++++ Information ++++

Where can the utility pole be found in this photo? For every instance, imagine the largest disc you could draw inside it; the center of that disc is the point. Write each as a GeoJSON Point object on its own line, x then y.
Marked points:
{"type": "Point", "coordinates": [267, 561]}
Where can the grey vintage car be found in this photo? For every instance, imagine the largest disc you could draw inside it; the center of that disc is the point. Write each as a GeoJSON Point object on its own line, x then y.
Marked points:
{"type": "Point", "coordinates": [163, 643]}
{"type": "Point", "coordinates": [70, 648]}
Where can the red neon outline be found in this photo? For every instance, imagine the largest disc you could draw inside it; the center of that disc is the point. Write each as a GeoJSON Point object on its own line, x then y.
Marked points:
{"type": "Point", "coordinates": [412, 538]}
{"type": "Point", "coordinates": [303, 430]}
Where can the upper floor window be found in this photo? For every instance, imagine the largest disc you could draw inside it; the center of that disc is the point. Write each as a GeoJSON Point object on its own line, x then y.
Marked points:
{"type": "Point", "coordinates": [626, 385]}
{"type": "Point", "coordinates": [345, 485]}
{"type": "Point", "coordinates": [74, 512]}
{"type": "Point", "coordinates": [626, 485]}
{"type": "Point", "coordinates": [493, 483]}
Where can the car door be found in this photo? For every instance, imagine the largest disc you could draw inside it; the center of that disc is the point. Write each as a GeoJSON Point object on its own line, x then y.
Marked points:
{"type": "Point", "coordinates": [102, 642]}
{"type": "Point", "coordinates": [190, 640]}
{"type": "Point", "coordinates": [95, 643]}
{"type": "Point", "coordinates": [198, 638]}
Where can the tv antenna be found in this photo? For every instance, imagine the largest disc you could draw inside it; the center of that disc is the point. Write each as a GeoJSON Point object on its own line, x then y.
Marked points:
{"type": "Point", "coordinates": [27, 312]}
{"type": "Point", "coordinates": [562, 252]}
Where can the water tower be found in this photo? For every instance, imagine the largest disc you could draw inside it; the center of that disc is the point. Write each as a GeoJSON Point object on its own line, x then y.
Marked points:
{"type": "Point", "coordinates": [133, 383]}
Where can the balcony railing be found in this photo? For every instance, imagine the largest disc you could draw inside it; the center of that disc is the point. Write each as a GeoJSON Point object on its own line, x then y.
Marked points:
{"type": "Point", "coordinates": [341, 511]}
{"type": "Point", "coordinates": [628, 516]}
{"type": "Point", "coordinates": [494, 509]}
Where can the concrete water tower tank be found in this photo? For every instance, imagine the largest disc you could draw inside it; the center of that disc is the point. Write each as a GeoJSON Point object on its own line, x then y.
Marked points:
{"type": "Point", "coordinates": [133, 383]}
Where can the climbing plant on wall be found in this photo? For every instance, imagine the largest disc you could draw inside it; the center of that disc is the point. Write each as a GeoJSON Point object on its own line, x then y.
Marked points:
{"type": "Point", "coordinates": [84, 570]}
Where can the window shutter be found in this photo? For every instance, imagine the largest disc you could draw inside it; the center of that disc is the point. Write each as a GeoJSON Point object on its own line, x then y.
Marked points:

++++

Your goal
When a line of the material holds the string "water", copy that line.

Response to this task
Where can the water tower be found in this photo? For every instance, imagine the largest disc you could draw inside it; the center of that disc is the point. Write each as a GeoJSON Point object on its own line, x then y.
Where can the concrete water tower tank be found in this photo? For every instance, imagine the largest disc you could draw inside it; the center of that disc is the point. Write each as a GeoJSON Point object on its own line, x then y.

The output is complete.